TO BE DONE
Could you rewrite the part of the listing that opens with the line containing "Practice. Annotate every instance of the green tree" and closes with the line containing "x=746 y=343", updating "stone staircase" to "brick staircase" and leaving everything else unchanged?

DATASET ROWS
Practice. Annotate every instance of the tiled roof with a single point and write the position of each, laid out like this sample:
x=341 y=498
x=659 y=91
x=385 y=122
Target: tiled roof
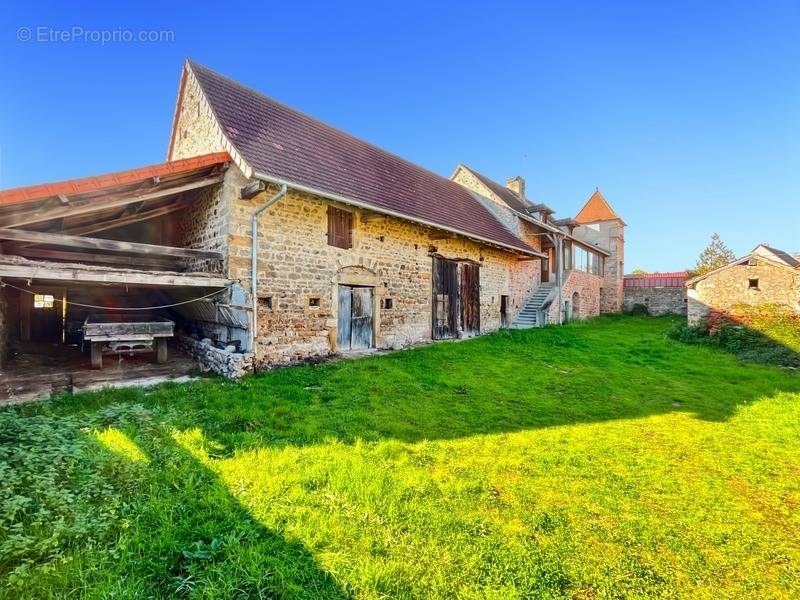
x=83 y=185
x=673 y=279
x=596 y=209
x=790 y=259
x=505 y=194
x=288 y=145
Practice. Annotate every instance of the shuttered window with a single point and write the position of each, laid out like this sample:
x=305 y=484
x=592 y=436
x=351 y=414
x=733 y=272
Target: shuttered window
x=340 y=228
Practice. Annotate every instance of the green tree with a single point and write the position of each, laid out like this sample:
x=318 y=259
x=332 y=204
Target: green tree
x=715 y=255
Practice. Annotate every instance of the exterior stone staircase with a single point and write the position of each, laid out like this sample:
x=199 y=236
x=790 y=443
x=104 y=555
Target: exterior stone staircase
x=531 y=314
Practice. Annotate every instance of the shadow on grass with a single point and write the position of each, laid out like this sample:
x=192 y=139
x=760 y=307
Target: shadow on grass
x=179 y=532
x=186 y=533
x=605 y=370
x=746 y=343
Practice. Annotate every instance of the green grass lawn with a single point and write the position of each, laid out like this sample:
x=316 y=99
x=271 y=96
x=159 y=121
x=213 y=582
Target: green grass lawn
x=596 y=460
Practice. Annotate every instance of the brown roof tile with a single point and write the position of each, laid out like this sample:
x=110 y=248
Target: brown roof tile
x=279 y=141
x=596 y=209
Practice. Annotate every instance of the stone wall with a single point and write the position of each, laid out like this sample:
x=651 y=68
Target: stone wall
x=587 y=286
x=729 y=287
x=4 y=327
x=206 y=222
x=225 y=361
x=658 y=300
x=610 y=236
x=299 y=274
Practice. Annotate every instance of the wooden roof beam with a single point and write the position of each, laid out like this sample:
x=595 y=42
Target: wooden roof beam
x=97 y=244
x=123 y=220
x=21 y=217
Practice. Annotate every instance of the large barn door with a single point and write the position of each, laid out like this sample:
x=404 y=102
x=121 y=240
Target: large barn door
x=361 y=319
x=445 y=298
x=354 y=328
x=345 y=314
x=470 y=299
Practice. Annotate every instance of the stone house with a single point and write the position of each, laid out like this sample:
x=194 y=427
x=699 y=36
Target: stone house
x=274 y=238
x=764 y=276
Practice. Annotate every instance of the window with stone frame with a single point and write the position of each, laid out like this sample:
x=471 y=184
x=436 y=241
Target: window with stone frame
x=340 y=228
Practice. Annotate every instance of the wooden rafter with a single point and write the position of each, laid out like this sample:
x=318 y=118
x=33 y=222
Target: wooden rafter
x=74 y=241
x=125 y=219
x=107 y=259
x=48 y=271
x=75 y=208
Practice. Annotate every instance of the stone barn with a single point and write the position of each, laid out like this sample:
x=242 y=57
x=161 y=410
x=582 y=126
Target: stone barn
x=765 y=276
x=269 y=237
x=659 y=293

---

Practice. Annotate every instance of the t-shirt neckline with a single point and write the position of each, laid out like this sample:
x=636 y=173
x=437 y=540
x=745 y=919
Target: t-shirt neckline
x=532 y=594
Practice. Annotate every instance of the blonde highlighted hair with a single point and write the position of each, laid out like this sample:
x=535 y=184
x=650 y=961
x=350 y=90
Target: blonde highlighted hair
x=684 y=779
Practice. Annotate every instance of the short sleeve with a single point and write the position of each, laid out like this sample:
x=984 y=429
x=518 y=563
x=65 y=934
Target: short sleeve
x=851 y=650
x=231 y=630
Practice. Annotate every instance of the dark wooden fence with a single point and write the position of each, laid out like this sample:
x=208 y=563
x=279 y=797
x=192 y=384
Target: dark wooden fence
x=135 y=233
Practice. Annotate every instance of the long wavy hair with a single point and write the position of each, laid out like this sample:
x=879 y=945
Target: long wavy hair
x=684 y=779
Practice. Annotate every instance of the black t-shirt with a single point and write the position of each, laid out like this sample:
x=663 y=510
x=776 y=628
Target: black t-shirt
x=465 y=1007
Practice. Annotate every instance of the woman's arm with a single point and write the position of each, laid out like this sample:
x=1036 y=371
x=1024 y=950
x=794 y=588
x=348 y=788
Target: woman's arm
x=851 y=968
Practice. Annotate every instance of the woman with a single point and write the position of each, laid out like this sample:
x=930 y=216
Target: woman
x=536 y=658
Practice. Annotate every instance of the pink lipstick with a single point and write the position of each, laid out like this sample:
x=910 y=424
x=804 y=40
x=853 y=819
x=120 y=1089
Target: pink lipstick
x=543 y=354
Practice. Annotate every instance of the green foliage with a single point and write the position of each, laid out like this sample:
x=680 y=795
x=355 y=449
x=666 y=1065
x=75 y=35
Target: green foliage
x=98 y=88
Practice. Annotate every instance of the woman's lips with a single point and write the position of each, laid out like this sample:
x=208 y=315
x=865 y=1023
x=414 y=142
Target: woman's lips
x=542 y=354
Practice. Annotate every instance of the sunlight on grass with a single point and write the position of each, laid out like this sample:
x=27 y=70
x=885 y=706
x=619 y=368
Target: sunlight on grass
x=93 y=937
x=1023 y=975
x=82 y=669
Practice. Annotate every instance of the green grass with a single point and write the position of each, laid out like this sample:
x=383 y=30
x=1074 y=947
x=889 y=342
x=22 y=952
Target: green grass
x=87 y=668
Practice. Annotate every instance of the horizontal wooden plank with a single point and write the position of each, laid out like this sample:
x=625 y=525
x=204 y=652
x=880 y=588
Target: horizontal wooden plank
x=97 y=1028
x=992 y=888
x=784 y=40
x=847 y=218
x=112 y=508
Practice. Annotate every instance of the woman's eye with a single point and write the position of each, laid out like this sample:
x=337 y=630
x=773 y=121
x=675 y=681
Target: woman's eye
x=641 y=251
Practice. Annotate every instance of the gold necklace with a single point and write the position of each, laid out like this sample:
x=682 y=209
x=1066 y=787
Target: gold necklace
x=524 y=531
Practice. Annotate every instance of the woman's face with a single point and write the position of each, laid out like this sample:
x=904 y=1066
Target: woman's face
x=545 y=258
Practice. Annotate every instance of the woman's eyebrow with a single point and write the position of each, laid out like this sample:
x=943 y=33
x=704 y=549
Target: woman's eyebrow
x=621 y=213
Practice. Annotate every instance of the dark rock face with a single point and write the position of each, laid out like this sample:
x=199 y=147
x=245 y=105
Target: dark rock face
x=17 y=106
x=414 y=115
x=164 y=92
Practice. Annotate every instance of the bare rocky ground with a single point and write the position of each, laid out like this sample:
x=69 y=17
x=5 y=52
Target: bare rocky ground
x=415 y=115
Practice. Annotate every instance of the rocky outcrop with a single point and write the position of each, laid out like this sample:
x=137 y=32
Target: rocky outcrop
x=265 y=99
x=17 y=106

--

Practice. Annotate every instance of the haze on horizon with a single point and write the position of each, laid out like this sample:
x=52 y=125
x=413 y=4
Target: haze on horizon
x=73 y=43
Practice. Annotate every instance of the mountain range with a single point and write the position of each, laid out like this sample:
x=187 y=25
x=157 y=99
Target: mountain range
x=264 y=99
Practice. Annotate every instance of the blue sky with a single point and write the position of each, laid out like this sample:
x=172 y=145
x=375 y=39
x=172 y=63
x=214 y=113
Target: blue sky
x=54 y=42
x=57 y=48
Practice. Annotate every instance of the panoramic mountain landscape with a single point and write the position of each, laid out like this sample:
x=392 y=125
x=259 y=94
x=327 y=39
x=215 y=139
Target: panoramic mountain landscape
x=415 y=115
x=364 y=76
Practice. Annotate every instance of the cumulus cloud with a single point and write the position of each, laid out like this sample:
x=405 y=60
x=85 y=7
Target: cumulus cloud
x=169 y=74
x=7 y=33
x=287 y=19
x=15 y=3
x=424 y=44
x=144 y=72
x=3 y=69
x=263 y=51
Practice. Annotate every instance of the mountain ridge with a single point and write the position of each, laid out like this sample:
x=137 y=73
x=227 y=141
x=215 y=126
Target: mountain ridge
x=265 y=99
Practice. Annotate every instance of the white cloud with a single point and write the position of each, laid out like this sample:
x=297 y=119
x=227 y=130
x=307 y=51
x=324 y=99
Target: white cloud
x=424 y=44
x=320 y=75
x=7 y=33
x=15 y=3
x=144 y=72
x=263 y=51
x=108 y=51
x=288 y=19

RESULT OF THE TASK
Practice. Annotate every instance of the green tree with a single point and write the position of each, laid out like this sample:
x=318 y=259
x=332 y=204
Target: green tree
x=715 y=255
Practice. Annotate every instance of the exterior brick staircase with a single point and write the position of each, laid out like this sample:
x=199 y=236
x=790 y=443
x=104 y=555
Target: exterior brick staircase
x=531 y=314
Practice. Annotate every instance of the shadow on grass with a single point and write the position of each, laid out like this sample:
x=192 y=139
x=760 y=307
Target: shadow on grass
x=179 y=532
x=186 y=533
x=605 y=370
x=746 y=343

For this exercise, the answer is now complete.